##### MATERIAL TO PROCESS

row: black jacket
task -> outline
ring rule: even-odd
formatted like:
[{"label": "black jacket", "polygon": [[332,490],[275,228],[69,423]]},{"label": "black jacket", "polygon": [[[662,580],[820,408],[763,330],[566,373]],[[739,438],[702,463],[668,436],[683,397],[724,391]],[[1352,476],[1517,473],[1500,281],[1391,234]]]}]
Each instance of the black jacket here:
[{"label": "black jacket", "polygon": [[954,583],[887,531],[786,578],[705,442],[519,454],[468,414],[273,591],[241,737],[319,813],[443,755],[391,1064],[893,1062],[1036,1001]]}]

##########

## PROMPT
Each line above should appear again, reproduced exactly.

## EXERCISE RESULT
row: black jacket
task -> outline
ring rule: even-odd
formatted like:
[{"label": "black jacket", "polygon": [[332,490],[275,228],[69,423]]},{"label": "black jacket", "polygon": [[[662,580],[820,408],[763,330],[566,373]],[[739,438],[702,463],[668,436],[683,397],[724,391]],[[1352,476],[1517,473],[1500,281],[1391,234]]]}]
Each instance of the black jacket here:
[{"label": "black jacket", "polygon": [[954,583],[887,531],[786,578],[705,442],[519,454],[468,414],[273,591],[241,737],[319,813],[443,755],[391,1064],[893,1062],[1036,1001]]}]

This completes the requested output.